+++ DATA PROVIDED

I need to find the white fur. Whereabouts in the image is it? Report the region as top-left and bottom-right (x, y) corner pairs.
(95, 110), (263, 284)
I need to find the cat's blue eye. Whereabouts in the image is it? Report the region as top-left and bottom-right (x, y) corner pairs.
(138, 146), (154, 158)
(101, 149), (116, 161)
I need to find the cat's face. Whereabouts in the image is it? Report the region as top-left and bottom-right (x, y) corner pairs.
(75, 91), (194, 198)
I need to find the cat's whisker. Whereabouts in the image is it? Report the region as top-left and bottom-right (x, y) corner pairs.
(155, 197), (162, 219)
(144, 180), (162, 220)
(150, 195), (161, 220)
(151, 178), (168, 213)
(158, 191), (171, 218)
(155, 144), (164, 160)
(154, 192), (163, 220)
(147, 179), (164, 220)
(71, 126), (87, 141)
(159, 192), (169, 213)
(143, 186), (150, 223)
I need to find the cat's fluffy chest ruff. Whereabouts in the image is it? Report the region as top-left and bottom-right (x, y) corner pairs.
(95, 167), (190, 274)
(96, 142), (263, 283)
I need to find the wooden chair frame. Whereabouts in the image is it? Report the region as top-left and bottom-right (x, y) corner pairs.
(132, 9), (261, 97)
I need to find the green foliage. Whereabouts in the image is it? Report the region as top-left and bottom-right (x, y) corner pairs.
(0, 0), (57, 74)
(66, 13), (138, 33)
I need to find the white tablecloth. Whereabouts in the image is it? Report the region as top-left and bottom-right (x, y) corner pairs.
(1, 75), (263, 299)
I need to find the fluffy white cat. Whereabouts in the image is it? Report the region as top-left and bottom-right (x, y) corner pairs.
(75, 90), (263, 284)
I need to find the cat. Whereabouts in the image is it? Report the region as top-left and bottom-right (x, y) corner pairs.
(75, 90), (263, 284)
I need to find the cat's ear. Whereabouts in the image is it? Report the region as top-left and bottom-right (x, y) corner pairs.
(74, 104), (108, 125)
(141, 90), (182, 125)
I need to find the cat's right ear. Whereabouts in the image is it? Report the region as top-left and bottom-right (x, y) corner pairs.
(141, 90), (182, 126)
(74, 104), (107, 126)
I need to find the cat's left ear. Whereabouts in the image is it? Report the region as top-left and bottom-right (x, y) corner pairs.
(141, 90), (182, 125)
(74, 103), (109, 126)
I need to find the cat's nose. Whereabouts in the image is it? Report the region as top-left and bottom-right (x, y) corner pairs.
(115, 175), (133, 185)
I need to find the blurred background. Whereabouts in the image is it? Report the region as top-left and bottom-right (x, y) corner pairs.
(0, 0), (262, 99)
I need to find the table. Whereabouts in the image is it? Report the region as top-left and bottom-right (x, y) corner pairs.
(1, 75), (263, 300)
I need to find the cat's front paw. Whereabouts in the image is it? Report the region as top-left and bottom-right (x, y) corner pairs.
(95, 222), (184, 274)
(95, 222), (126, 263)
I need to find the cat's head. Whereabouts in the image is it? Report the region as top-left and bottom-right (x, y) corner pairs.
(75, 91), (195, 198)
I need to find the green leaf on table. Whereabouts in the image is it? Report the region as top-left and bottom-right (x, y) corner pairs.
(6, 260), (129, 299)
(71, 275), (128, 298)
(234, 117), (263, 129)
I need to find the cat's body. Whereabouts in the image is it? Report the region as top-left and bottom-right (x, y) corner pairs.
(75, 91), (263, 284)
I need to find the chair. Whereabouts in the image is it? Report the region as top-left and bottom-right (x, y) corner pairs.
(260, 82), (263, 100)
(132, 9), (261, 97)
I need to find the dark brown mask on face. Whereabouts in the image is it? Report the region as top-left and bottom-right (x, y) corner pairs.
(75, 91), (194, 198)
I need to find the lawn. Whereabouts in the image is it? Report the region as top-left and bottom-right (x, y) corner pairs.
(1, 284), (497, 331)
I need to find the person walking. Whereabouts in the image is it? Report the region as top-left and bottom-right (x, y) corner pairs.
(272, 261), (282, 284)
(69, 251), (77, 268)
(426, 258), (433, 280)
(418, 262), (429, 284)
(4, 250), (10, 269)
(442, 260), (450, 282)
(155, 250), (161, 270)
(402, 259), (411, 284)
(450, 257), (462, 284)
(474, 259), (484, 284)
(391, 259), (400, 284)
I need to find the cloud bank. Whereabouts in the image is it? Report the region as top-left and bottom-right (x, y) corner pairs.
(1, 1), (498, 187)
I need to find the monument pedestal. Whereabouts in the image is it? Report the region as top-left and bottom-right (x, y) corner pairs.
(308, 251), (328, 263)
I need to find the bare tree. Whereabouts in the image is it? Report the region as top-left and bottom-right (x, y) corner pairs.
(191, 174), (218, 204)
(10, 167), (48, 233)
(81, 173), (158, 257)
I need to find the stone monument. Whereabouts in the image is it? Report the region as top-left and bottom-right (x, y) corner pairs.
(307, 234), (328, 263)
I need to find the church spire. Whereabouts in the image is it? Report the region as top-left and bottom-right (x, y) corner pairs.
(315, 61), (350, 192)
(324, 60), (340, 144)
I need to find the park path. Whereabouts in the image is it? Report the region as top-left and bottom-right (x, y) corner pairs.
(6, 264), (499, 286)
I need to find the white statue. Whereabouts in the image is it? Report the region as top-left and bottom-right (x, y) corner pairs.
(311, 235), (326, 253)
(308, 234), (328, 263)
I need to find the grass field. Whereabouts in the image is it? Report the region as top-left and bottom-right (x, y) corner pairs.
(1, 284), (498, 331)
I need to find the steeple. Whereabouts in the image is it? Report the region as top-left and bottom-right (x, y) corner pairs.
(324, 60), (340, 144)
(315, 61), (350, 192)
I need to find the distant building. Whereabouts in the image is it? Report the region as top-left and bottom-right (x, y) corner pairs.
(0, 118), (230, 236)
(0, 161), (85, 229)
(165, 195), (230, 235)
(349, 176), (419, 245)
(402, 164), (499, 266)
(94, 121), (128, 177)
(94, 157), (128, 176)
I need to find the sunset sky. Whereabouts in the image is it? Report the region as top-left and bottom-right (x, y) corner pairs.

++++++

EXERCISE PROMPT - Every one of the records is to be copied word for word.

THE COMPLETED TASK -
I need to find the white fur. Whereabouts in the image is it? Report the region as top-left and bottom-right (x, y) corner pairs.
(95, 110), (263, 284)
I need to find the cat's blue eye. Whereabouts in the image is it? Report the region as top-left and bottom-right (x, y) corner pairs.
(138, 146), (154, 158)
(101, 149), (116, 161)
I need to find the cat's face. Whereabouts in the image is it? Report the region as top-left and bottom-right (x, y) corner pairs.
(75, 91), (194, 198)
I need to find the cat's whisker. Whereabouts in the image is it? Report the region as top-left and bottom-right (x, y) corner pairs.
(155, 197), (162, 219)
(144, 180), (162, 220)
(150, 195), (161, 220)
(151, 178), (168, 213)
(158, 191), (171, 218)
(155, 144), (164, 160)
(154, 192), (163, 220)
(147, 179), (164, 220)
(71, 126), (87, 141)
(159, 192), (169, 213)
(143, 186), (150, 223)
I need to find the cat's fluffy chest ruff. Whereabouts in the image is it? Report the region as top-left and bottom-right (x, y) corner pairs.
(95, 167), (190, 274)
(96, 142), (263, 283)
I need to find the wooden chair frame. Whereabouts in the image is it? Report the region as top-left and bottom-right (x, y) corner pairs.
(132, 9), (261, 97)
I need to find the green foliage. Whereabouts in the image is it? Report the region as top-left and bottom-right (x, y) corner pairs.
(0, 0), (57, 74)
(66, 13), (138, 33)
I need to find the white tablecloth. Whereabouts in the image is it? Report the region as top-left and bottom-right (x, y) corner pairs.
(1, 75), (263, 299)
I need to find the fluffy white cat. Whereabouts in the image is it? Report the region as top-left and bottom-right (x, y) corner pairs.
(75, 90), (263, 284)
I need to find the cat. Whereabouts in the image is it? Report the region as top-left and bottom-right (x, y) corner pairs.
(75, 90), (263, 284)
I need to find the cat's ear. Whereabouts in the image is it? Report the region as top-left and bottom-right (x, y) corner pairs.
(74, 104), (108, 125)
(141, 90), (182, 125)
I need to find the cat's right ear. Whereabouts in the image is it? Report the region as top-left and bottom-right (x, y) corner pairs.
(141, 90), (182, 126)
(74, 104), (107, 126)
I need to find the cat's left ear. Whereabouts in the image is it? Report the region as top-left and bottom-right (x, y) corner pairs.
(141, 90), (182, 125)
(74, 103), (109, 126)
I need to find the cat's nose. Whereabouts in the image is it? Report the region as top-left and bottom-right (x, y) corner pairs.
(115, 175), (133, 185)
I need to find the blurred background. Whereabouts in the image is it? Report the region as top-left and bottom-right (x, y) corner pairs.
(0, 0), (262, 99)
I need to find the table. Whereabouts in the image is it? Report the region as top-left and bottom-right (x, y) corner pairs.
(1, 75), (263, 300)
I need to find the cat's front paw. Whereabouts in the image is it? Report the region as top-left and bottom-right (x, y) corner pairs.
(95, 222), (184, 274)
(95, 222), (126, 263)
I need to find the cat's head. Whereabouts in the image is it? Report the region as top-left and bottom-right (x, y) corner pairs.
(75, 91), (195, 198)
I need to find the green leaf on table. Whereabouts in the image is it? Report the region as top-left and bottom-right (x, y) corner pairs.
(6, 260), (129, 299)
(71, 275), (128, 298)
(234, 117), (263, 129)
I need to find the cat's body. Whereabouts in the image is it? Report the region as top-left and bottom-right (x, y) corner pairs.
(75, 91), (263, 284)
I need to find the chair. Whereabouts in the image is it? Report the region as top-left and bottom-right (x, y) corner pairs.
(260, 82), (263, 100)
(132, 9), (261, 97)
I need to find the dark brown mask on face. Whereabouts in the image is it? Report the region as top-left and bottom-right (x, y) corner pairs.
(75, 91), (194, 198)
I need to find the lawn. Whereabouts in the image is it? Report the region as top-left and bottom-right (x, y) corner pairs.
(1, 284), (497, 331)
I need to find the person walking. Whereabouts in the image is it? Report the region as top-left and bottom-right (x, y) corner pairs.
(272, 261), (282, 284)
(69, 251), (77, 268)
(426, 258), (433, 280)
(418, 262), (429, 284)
(4, 250), (10, 269)
(442, 260), (450, 282)
(155, 250), (161, 270)
(402, 259), (411, 284)
(450, 257), (462, 284)
(474, 259), (484, 284)
(391, 259), (400, 284)
I need to find the cloud bank. Whereabouts in the image is it? Report the region as top-left and bottom-right (x, y) corner pairs.
(1, 1), (498, 187)
I need to find the monument pedestal. Whereabouts in the image is it? Report the region as top-left and bottom-right (x, y) corner pairs.
(308, 251), (328, 263)
I need to find the bare tree. Whereabouts in the image is it? Report the region as top-left and bottom-right (x, y) corner pairs.
(191, 174), (218, 204)
(10, 167), (48, 233)
(81, 173), (158, 257)
I need to find the stone monument. Whereabouts in the image is it? Report the region as top-left and bottom-right (x, y) corner pairs.
(307, 234), (328, 263)
I need to find the church spire. Whereabouts in the image is it? Report the region as top-left and bottom-right (x, y) corner pairs.
(315, 61), (350, 192)
(324, 60), (340, 144)
I need to find the park path. Whereabouts in the image is it? Report the region as top-left and bottom-right (x, y) corner pairs.
(6, 264), (499, 286)
I need to find the white statue. Whereabouts in the image is it? Report the region as top-left and bottom-right (x, y) corner pairs.
(311, 235), (326, 253)
(308, 234), (328, 263)
I need to find the grass field. Whereabouts in the image is it? Report the region as top-left and bottom-right (x, y) corner pairs.
(1, 284), (498, 331)
I need to find the steeple. Whereabouts in the image is it? Report the region as top-left and bottom-right (x, y) corner pairs.
(324, 60), (340, 144)
(315, 61), (350, 192)
I need to find the distant building. Whereabouts in the image is it? Report the region as top-left and bottom-right (x, y) corner pairs.
(0, 118), (230, 236)
(0, 161), (85, 229)
(165, 195), (230, 235)
(349, 176), (419, 245)
(402, 164), (499, 266)
(94, 121), (128, 177)
(94, 157), (128, 176)
I need to find the sunset sky. Whereabouts in the image is it? Report the region as top-left and bottom-right (x, y) corner pairs.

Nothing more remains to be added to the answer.